__Datensätze zur Ortsmarkierung__
☆ ☆ ☆ ☆ ☆
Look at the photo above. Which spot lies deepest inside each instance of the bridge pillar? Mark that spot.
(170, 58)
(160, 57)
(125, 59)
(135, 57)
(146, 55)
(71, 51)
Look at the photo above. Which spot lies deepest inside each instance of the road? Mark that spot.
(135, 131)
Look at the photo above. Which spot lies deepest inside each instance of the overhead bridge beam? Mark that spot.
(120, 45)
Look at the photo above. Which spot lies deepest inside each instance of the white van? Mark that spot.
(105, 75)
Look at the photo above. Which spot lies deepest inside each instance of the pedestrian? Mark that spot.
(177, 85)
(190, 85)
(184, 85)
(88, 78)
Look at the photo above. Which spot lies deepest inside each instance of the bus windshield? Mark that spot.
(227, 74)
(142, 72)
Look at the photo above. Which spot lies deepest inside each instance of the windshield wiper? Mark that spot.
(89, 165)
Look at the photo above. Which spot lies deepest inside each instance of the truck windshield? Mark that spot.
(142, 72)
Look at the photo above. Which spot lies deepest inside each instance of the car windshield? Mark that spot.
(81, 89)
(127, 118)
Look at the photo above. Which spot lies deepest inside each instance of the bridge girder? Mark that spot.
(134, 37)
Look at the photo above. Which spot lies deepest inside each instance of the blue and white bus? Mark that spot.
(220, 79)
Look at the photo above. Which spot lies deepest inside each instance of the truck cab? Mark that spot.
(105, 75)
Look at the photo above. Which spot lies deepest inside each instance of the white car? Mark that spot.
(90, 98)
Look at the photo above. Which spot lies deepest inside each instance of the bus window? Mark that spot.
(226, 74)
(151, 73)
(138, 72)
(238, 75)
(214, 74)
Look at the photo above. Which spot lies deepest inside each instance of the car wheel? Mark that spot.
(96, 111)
☆ ☆ ☆ ☆ ☆
__AUFGABENZIEL__
Kannst du das gesamte Material oben Zeile für Zeile unverändert ausgeben?

__ANTWORT ZUR AUFGABE__
Look at the photo above. Which spot lies deepest inside each instance of the bridge pillar? Mark that spot.
(170, 58)
(160, 57)
(125, 59)
(135, 57)
(146, 55)
(71, 51)
Look at the photo above. Which spot lies deepest inside each instance of the road? Mark that spot.
(135, 131)
Look at the photo above. Which spot lies deepest inside each instance of the overhead bridge beam? Mark that spot.
(120, 45)
Look at the photo above. Which spot lies deepest inside each instance of the white van? Mark that spot.
(105, 75)
Look at the photo above. Which spot lies deepest inside each instance of the pedestrian? Mark that spot.
(177, 85)
(190, 85)
(184, 85)
(88, 78)
Look at the photo above. Which spot lies deepest inside each instance of the bus windshield? Mark that spot.
(227, 74)
(142, 72)
Look at the photo above. Which spot lies deepest inside each instance of the windshield wiper? Mark that spot.
(89, 165)
Look at the photo above. Which spot lies deepest inside each instance of the truck windshield? Mark that spot.
(142, 72)
Look at the photo above. Which spot lies deepest inside each instance of the car windshield? Mark that spot.
(81, 89)
(127, 118)
Look at the photo above. Which spot lies deepest inside each instance of the bridge girder? Mark that spot.
(134, 37)
Look at the photo above. Which spot lies deepest inside each instance of the blue and white bus? Mark that spot.
(220, 79)
Look at the photo above. Which spot lies deepest inside each instance of the truck cab? Mark that spot.
(105, 75)
Look at the photo above. Which spot lies deepest inside each instance of the white car? Mark that spot.
(90, 98)
Look at the photo above. Which spot lies deepest inside each instance of the bus window? Mark that spot.
(226, 74)
(151, 73)
(138, 72)
(238, 75)
(214, 74)
Look at the photo above. Which spot lies deepest inside each instance of the car wheel? Mark that spot.
(96, 111)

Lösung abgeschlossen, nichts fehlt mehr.